> **What you will do**
Would you return every entry below exactly as written, without its images?

> **The records**
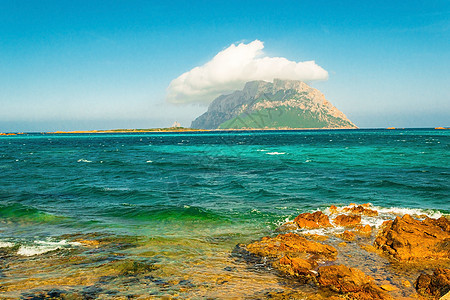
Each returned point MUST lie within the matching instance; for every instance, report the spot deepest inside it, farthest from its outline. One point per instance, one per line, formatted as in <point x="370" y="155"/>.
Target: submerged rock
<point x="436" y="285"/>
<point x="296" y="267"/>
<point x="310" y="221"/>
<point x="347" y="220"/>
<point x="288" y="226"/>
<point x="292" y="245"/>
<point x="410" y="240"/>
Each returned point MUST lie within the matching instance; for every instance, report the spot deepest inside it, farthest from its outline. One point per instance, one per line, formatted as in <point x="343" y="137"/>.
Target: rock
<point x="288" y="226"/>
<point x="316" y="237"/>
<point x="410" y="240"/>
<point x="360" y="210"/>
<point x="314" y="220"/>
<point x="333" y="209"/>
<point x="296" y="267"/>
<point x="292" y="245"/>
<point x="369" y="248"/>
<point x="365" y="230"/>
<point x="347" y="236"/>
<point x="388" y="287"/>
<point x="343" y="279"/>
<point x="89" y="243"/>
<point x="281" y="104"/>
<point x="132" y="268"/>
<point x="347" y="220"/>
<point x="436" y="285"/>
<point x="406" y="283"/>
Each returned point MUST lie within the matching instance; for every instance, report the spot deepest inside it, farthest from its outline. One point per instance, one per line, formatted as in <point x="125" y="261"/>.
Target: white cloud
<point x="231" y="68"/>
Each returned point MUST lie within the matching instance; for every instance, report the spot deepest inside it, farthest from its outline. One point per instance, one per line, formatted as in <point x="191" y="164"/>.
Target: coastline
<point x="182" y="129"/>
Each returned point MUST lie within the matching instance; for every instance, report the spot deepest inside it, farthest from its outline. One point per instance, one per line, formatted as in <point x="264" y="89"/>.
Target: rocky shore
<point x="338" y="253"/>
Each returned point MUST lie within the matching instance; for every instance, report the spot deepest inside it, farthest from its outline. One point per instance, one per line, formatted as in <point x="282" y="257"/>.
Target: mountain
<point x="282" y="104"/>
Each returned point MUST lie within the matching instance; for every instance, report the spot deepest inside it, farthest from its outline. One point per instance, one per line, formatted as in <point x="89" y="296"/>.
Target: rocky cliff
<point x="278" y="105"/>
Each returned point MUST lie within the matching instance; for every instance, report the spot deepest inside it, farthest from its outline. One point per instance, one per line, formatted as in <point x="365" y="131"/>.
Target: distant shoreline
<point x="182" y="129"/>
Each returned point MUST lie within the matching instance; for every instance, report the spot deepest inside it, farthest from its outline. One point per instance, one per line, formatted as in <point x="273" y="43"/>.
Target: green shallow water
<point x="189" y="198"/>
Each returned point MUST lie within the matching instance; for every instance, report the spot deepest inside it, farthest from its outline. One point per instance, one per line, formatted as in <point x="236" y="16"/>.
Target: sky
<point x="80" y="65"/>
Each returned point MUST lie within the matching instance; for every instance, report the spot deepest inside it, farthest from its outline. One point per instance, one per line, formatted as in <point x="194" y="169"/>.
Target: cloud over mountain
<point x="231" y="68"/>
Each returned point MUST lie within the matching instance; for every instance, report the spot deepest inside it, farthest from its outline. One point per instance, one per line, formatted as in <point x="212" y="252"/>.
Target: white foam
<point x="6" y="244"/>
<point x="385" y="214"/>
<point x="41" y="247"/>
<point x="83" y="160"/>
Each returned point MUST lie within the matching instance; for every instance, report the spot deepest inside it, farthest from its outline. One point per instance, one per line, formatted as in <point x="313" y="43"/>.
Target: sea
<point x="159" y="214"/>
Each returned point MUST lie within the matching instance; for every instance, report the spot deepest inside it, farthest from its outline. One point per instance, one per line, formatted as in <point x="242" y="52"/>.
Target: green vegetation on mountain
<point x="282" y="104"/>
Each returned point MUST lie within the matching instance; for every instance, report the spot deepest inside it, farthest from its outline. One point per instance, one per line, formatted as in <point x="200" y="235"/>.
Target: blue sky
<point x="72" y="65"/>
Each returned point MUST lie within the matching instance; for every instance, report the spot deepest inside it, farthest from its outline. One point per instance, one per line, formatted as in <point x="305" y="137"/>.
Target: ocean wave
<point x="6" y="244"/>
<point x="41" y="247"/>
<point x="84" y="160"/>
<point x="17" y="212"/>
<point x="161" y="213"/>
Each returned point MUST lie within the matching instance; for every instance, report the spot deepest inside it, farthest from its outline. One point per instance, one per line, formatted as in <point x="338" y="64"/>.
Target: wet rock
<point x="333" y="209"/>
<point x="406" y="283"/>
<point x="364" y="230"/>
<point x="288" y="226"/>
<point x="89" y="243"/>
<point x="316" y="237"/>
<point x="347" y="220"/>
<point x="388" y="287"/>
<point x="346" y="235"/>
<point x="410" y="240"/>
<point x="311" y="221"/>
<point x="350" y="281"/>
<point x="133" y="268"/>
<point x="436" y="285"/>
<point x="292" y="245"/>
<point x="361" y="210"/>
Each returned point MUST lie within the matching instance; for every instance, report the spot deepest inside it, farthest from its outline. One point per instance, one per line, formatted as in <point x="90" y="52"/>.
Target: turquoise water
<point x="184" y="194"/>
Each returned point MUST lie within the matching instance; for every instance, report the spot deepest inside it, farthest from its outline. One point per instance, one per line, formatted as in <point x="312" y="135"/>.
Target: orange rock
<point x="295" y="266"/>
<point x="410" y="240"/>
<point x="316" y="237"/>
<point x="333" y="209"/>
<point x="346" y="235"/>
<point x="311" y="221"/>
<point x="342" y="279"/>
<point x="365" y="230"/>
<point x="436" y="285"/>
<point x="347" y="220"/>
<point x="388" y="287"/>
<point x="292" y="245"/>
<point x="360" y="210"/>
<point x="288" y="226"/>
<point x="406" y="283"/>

> **Reply to the task**
Each returned point MUST lie within the matching instance; for every instance, report the spot deepest inside it, farthest from its outline. One point per instance, one per line, formatted as in <point x="370" y="155"/>.
Target: submerged rock
<point x="436" y="285"/>
<point x="296" y="267"/>
<point x="310" y="221"/>
<point x="347" y="220"/>
<point x="288" y="226"/>
<point x="292" y="245"/>
<point x="410" y="240"/>
Each returned point MUST lie within the matching instance; for every instance, report the spot deepest inside it, farthest from its outline. One point per instance, one per line, formatted as in <point x="343" y="137"/>.
Target: rock
<point x="288" y="226"/>
<point x="316" y="237"/>
<point x="410" y="240"/>
<point x="360" y="210"/>
<point x="314" y="220"/>
<point x="333" y="209"/>
<point x="296" y="267"/>
<point x="292" y="245"/>
<point x="369" y="248"/>
<point x="365" y="230"/>
<point x="347" y="236"/>
<point x="388" y="287"/>
<point x="343" y="279"/>
<point x="89" y="243"/>
<point x="281" y="104"/>
<point x="132" y="268"/>
<point x="347" y="220"/>
<point x="436" y="285"/>
<point x="406" y="283"/>
Each returned point MUST lie within the matching instance; for every instance, report the spot deepest inside it, farthest from its outline. One point per instance, one per line, formatted as in <point x="125" y="261"/>.
Target: white cloud
<point x="231" y="68"/>
Each returned point MUST lie within the matching instance; for every instance, report the spot deepest inside it, farthest from its outline. One point per instance, one per line, formatted as in <point x="191" y="164"/>.
Target: coastline
<point x="182" y="129"/>
Each returned point MUST lie within the matching instance; for every instance, report the spot deepest inside it, farthest from its outline. One point per instance, one per line, formatted as in <point x="264" y="89"/>.
Target: rocky shore
<point x="338" y="253"/>
Each returned point MUST lie within the matching instance; for every instance, report the spot deepest inside it, farthest from its outline. One point per instance, one per line, formatted as in <point x="282" y="257"/>.
Target: mountain
<point x="282" y="104"/>
Each returned point MUST lie within the matching instance; for every instance, report the spot deepest inside it, farthest from its outline. One point per instance, one per line, formatted as in <point x="89" y="296"/>.
Target: rocky cliff
<point x="278" y="105"/>
Each returned point MUST lie within the matching instance; for every instance, report the spot deepest inside it, farthest from its outline. One point per instance, one per line, formatted as in <point x="365" y="131"/>.
Target: distant shoreline
<point x="182" y="129"/>
Each returned point MUST lie within the matching instance; for every instance, report the spot deepest inside it, farthest from its outline. One point per instance, one per line, formatted as in <point x="273" y="43"/>.
Target: green shallow water
<point x="189" y="198"/>
Each returned point MUST lie within the matching instance; for every instance, report the spot deepest inside it, farthest from its outline. One point per instance, one per line, formatted as in <point x="236" y="16"/>.
Target: sky
<point x="80" y="65"/>
Each returned point MUST lie within the matching instance; for every instance, report the spot deepest inside it, farthest from its outline. One point per instance, one per line, formatted as in <point x="194" y="169"/>.
Target: cloud over mountain
<point x="231" y="68"/>
Each returned point MUST lie within the matching instance; for every instance, report the spot deepest inside it, farthest from its outline. One point per instance, one per line, formatted as in <point x="212" y="252"/>.
Target: white foam
<point x="6" y="244"/>
<point x="385" y="214"/>
<point x="41" y="247"/>
<point x="83" y="160"/>
Each returned point MUST lie within the matching instance; for every instance, report the spot deepest inside it, farthest from its outline. One point per instance, one per line, formatted as in <point x="313" y="43"/>.
Target: sea
<point x="159" y="214"/>
Each returned point MUST lie within the matching instance; for every instance, report the spot deepest inside it, farthest from its outline. One point per instance, one per line, formatted as in <point x="242" y="52"/>.
Target: green vegetation on mountain
<point x="282" y="104"/>
Each returned point MUST lie within the matching instance; for every instance, report the spot deepest inside it, farthest from its outline. One point per instance, one per line, formatted as in <point x="200" y="235"/>.
Target: blue sky
<point x="72" y="65"/>
Each returned point MUST lie within the matching instance; for every instance, report the spot deepest inside it, farthest from its outline. One point per instance, one per line, formatted as in <point x="305" y="137"/>.
Target: ocean wave
<point x="6" y="244"/>
<point x="41" y="247"/>
<point x="84" y="160"/>
<point x="17" y="212"/>
<point x="161" y="213"/>
Each returned point MUST lie within the matching instance; for every instance, report the spot deepest inside it, farthest from its outline. One point per instance, one per line, formatted as in <point x="338" y="64"/>.
Target: wet rock
<point x="333" y="209"/>
<point x="406" y="283"/>
<point x="364" y="230"/>
<point x="288" y="226"/>
<point x="89" y="243"/>
<point x="316" y="237"/>
<point x="347" y="220"/>
<point x="388" y="287"/>
<point x="346" y="235"/>
<point x="410" y="240"/>
<point x="311" y="221"/>
<point x="350" y="281"/>
<point x="133" y="268"/>
<point x="436" y="285"/>
<point x="292" y="245"/>
<point x="361" y="210"/>
Each returned point MUST lie within the matching instance; for every instance, report the spot deepest inside it, farthest from its outline. One point per instance, one per line, formatted as in <point x="90" y="52"/>.
Target: turquoise water
<point x="184" y="194"/>
Each returned point MUST lie within the matching instance; for every instance, report the spot deepest inside it, farthest from its outline. One point per instance, one per line, formatted as in <point x="312" y="135"/>.
Target: orange rock
<point x="295" y="266"/>
<point x="410" y="240"/>
<point x="316" y="237"/>
<point x="333" y="209"/>
<point x="346" y="235"/>
<point x="311" y="221"/>
<point x="342" y="279"/>
<point x="365" y="230"/>
<point x="436" y="285"/>
<point x="347" y="220"/>
<point x="388" y="287"/>
<point x="292" y="245"/>
<point x="360" y="210"/>
<point x="288" y="226"/>
<point x="406" y="283"/>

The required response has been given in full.